◆ Text section ◆

Keywords: Calcitriol, phosphorus, FGF23, sevelamer hydrochloride, healthy adults
Fibroblast growth factor-23 (FGF23) is a circulating factor that plays an important role in the regulation of phosphate and vitamin D (1-3). FGF23 is produced by mature osteoblasts and osteocytes (2) and acts through FGF receptor–Klotho complexes in cell membranes. The kidney is the major target for FGF23; in the proximal renal tubule, FGF23 acts to promote phosphaturia by down-regulating the expression of luminal sodium-dependent phosphate transporters and to reduce synthesis of 1,25-dihydroxyvitamin D by down-regulating 1a-hydroxylase and up-regulating 24-hydroxylase activity (4-6).
Although the control of FGF23 production remains poorly understood, a complex interplay between systemic and local factors allows the coordination of bone buffering capacity with renal phosphate handling. The primary systemic factors that stimulate FGF23 secretion appear to be calcitriol and increased dietary phosphorus intake. Moreover the FGF23 level is directly correlated with serum parathyroid hormone (PTH), calcium, and phosphate level in uremic patients who are on maintenance hemodialysis (7-9).
There is evidence that the plasma FGF23 level is regulated or affected by dietary phosphate. Recently, dietary consumption of phosphate was shown to increase serum FGF23 level in both uremic rats and non-uremic mice (10-12). In healthy individuals, increased dietary phosphate load has been reported to increase the serum level of FGF23 (13-16).
In addition, calcitriol was shown to up-regulate serum FGF23 level in mice and in parathyroidectomized rats without a corresponding increase in serum phosphate level (10), suggesting a role for both dietary phosphate and calcitriol in FGF23 secretion. Concerning humans, there are data that correlate calcitriol with FGF23 in patients with renal impairment (17) and in patients with hypoparathyroidism (18), while data relating calcitriol with FGF23 in healthy individuals do not exist as far as we are aware.
In this study, we attempted to examine the short-term effect of calcitriol on FGF23 level in humans and to determine whether the effect is direct or indirect through calcitriol-induced increased absorption of phosphorus from the intestine.
Patients and Methods
The study was approved by the Scientific Board of KAT hospital and validated by the central Institutional Review Board (no.: 11/23-9-2010). Informed consent was obtained from all participants. Twenty healthy adult volunteers, aged 20-50 years old, of both sexes, were enrolled in the study and 15 of them completed the study. All participants had no history of chronic diseases (kidney, liver or cardiovascular diseases, diabetes mellitus, malabsorption, etc.) and were not taking any medications or supplements.

◆ Excerpted records ◆
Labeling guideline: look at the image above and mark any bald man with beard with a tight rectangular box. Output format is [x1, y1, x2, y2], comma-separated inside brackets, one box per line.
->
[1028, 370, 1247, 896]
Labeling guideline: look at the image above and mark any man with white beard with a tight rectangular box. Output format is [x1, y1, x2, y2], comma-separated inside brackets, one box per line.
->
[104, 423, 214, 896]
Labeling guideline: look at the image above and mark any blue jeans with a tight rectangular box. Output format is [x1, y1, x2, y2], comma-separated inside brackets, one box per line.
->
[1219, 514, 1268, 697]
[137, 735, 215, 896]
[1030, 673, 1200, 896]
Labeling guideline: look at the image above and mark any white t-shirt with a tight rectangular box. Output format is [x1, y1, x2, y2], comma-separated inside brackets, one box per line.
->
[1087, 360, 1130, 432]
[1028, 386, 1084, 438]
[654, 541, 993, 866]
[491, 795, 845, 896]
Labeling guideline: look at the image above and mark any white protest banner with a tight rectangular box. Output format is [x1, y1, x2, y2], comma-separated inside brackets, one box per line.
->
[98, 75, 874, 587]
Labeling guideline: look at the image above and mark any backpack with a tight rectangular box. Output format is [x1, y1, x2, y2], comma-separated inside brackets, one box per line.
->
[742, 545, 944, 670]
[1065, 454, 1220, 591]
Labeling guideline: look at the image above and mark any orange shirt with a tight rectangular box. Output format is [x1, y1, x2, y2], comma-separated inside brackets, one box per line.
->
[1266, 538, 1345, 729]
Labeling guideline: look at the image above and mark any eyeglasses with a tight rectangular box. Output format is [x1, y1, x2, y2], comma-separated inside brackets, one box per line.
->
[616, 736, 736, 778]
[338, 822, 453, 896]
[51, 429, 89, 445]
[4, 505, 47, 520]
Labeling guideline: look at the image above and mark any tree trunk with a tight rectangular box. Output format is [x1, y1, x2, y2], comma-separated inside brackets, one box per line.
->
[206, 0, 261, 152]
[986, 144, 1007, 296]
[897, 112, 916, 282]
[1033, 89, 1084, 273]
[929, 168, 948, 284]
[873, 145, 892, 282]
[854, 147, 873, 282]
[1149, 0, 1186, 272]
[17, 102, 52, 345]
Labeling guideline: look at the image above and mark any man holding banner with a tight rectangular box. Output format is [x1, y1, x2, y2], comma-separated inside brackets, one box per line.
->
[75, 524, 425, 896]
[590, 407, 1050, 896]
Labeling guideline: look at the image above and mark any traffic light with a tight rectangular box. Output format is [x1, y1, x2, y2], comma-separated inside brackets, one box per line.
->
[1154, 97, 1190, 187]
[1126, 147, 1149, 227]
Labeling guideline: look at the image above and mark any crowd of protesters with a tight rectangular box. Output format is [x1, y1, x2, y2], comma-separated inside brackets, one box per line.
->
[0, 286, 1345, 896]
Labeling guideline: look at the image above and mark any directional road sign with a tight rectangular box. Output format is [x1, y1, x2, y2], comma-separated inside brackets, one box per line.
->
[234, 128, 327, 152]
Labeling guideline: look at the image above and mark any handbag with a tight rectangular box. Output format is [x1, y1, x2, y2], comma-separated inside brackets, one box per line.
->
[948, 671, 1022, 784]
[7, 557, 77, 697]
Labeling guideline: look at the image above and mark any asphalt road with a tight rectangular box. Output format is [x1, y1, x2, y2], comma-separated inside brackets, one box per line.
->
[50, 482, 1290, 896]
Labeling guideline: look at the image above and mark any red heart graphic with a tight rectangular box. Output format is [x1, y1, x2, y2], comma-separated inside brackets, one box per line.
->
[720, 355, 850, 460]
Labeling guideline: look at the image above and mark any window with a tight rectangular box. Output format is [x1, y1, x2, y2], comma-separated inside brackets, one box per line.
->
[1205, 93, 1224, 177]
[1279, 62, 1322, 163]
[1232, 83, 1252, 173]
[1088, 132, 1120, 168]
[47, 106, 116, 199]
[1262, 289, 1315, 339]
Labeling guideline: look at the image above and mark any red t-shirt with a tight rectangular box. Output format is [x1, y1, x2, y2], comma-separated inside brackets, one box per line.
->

◆ Instructions ◆
A - According to the FGF23 text, which cells produce FGF23?
B - Please go on with the FGF23 study text, picking up right after its last sentence.
The rows aren't needed for anything here.

◆ Responses in order ◆
A - Mature osteoblasts and osteocytes.

B -
All participants were tested at three time points/stages, lasting 24 h and at 1-week intervals (Figure 1). During each stage, blood samples were taken at 08.00 h (fasting), at 16.00 h, and the next morning at 08.00 h (fasting) (time 0, 8 and 24 h respectively). At baseline, samples were taken under no intervention. At the second stage, while fasting, participants received 0.5 μg oral calcitriol (before blood sampling at 08.00 and 16.00. At the third stage, participants received 0.5 μg oral calcitriol preprandially (before blood sampling at time 08.00 and 16.00) and sevelamer hydrochloride during meals at a dose of 800 mg, 16.00 mg and 800 mg, respectively. Τhe low-phosphorus diet combined with sevelamer administration provides a reliable further reduction in the intake of phosphorus with subsequent weakness in increasing its absorption from the intestinal tract, which was induced by the administration of calcitriol. Participants followed a diet with a low-phosphorus intake on the days of blood sampling (phosphorus intake to 625 mg/day; Low P diet: Consumption of single serving of dairy per day, up to 150 g meat, chicken, fish or seafood and avoidance of cola type refreshments, beer and chocolate), while the week prior to blood sampling they followed a diet with a medium phosphorus intake (phosphorus intake of 1,500 to 1,800 mg/day) based on instructions given in their special diets in order to be able to compare the findings of the three stages of the study.
Biochemical measurements. Blood samples from all participants were collected into tubes containing either K3-ethylenediaminetetra-acetic acid (K3-EDTA) or SST-Gel/clot activator for plasma and serum separation, respectively. Plasma was prepared by centrifugation (1,370 × g at 4˚C for 10 min). For serum separation, blood was allowed to clot at room temperature for 20 min and then it was centrifuged (1,500 × g at 4˚C for 15 min). Serum and plasma samples were stored in multiple aliquots at −80˚C until tested. 1,25(OH)2 Vitamin D levels were determined in serum using an enzyme-linked immunosorbent assay (Immunodiagnostic Systems, Boldon, UK). The lowest concentration of 1,25(OH)2 vitamin D measurable (sensitivity of this assay) was 6 pmol/l. The total analytical imprecision (coefficient of variation) CVa of this assay was <20.0%.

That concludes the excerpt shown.